▼▼▼

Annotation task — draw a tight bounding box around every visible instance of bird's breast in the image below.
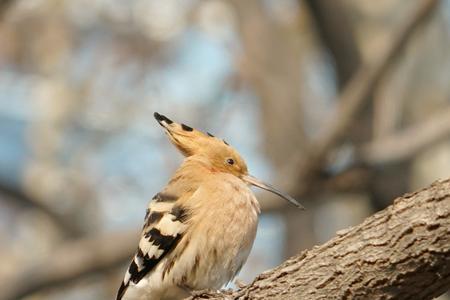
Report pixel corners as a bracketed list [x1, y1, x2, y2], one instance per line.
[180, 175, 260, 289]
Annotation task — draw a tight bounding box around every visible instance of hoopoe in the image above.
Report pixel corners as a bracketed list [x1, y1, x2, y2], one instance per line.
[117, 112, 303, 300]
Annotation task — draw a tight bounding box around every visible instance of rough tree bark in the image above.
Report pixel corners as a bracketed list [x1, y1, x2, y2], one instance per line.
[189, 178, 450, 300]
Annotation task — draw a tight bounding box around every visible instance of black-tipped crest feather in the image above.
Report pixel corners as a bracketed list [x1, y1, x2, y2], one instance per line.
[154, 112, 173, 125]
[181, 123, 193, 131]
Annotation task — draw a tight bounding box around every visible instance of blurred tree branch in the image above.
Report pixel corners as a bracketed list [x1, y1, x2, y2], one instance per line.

▲▲▲
▼▼▼

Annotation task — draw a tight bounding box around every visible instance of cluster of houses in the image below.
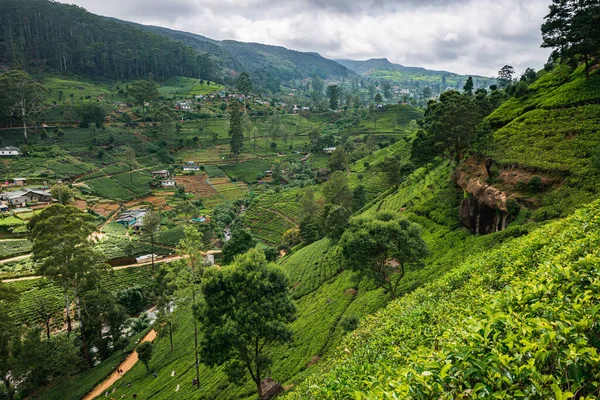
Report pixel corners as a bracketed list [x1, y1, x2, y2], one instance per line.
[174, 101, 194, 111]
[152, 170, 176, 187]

▲▲▲

Out of the material above, gather each line where "tight" appears.

| Solution for this task |
Annotation task — draw a tight bounding box around every visible instance of bird's breast in the image below.
Annotation task — draw a tight bounding box around every visible instance of hoopoe in the image above.
Annotation task — draw a tight bounding box around every visible instance of rough tree bark in the image above.
Annotation task — draw a tight bounding box around every visible instance of black-tipped crest feather in the image above.
Annotation task — draw a tight bounding box around every visible instance of blurred tree branch in the image above.
Annotation task — draw a tight bounding box around every visible instance of cluster of houses in the image below.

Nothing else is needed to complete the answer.